**What is required:**
The data needs to be returned in full, exactly as it reads.

Dataset records
__________________________________________________

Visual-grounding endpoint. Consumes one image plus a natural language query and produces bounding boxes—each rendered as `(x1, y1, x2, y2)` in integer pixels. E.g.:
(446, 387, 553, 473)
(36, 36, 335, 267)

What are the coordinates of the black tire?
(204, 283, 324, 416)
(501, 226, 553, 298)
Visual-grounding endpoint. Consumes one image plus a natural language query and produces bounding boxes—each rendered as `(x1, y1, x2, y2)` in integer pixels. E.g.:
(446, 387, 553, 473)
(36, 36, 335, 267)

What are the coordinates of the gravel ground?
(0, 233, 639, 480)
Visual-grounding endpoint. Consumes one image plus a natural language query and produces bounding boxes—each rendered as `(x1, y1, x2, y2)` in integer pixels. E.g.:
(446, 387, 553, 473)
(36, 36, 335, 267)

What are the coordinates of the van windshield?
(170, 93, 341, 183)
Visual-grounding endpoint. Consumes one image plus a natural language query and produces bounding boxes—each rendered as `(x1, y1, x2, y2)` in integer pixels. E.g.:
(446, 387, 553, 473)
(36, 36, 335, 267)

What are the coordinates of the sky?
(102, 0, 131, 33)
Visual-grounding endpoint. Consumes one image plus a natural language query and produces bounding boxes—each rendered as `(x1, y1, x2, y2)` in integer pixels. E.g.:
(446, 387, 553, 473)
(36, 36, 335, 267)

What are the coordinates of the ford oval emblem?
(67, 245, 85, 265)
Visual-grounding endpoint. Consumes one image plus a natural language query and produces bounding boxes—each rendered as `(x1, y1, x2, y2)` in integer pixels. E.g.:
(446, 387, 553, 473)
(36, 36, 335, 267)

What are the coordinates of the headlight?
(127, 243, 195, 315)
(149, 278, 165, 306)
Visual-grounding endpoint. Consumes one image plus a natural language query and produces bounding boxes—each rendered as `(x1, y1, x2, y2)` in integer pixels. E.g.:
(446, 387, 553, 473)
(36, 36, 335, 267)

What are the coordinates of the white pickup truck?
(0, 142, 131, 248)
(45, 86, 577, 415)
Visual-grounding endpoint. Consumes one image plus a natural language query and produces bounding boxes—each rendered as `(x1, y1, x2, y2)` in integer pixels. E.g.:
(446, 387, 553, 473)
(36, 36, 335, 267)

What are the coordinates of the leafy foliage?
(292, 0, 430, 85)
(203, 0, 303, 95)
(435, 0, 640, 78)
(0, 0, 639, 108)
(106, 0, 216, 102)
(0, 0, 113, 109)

__________________________________________________

**Solved problem:**
Visual-grounding endpoint. Consumes one image plus a natural language query and produces bounding boxes—each rendered as `(x1, y1, x2, y2)` in integer pixels. E.g.:
(446, 387, 553, 473)
(36, 36, 335, 267)

What are the coordinates of the black tire?
(204, 283, 324, 416)
(501, 226, 553, 298)
Visual-grounding endpoint. Consumes one image plus a natural language query and produces bounding boxes—each rendered as `(x1, y1, x2, y2)` in integer pixels. E.g.:
(446, 387, 553, 473)
(36, 36, 335, 267)

What are the coordinates of the gravel ground?
(0, 233, 639, 480)
Visual-grounding endpoint. Consumes one image plus a natural language query and produces bounding boxes—each rendered as `(x1, y1, x2, y2)` in integer pixels. E.g.:
(446, 387, 553, 473)
(36, 36, 335, 267)

What are the coordinates of the van windshield?
(170, 93, 341, 183)
Visual-grounding endpoint. Consumes one image plus a natural language query and produces bounding boxes—each rendered as `(x1, y1, x2, y2)` in integer pixels. E.g.:
(446, 387, 553, 473)
(36, 36, 335, 267)

What are the coordinates of the sky?
(102, 0, 131, 33)
Visual-grounding endpoint. Consumes one image plus a natural language query and produces bounding boxes—each rendered as `(x1, y1, x2, y2)` in integer pixels. E.g.:
(446, 387, 553, 473)
(36, 36, 335, 267)

What are the coordinates of the ford oval emblem?
(67, 245, 85, 265)
Visual-grounding endpoint. Consumes one image plus a natural language query and produces bounding boxes—each rendered as `(x1, y1, x2, y2)` in integer pixels. E.g.:
(446, 387, 553, 473)
(36, 36, 335, 267)

What are the coordinates of the headlight?
(127, 243, 195, 315)
(149, 278, 165, 306)
Visual-grounding endpoint. Consumes one image plus a natural language query and produces bounding boxes—each rendered as `(x1, y1, x2, y2)` in integer pixels. E.g.:
(446, 387, 553, 473)
(36, 36, 335, 267)

What are the coordinates of the white pickup truck?
(0, 142, 131, 248)
(45, 86, 577, 415)
Visual-grounding endpoint. Consumes one image plus a natural language query and produces bounding boxes—each rendered as `(x1, y1, x2, y2)` in integer pixels. E.g.:
(446, 387, 553, 473)
(36, 36, 335, 267)

What are the coordinates of the leafy foliage?
(292, 0, 430, 85)
(203, 0, 303, 95)
(435, 0, 640, 78)
(0, 0, 639, 108)
(106, 0, 216, 102)
(0, 0, 113, 109)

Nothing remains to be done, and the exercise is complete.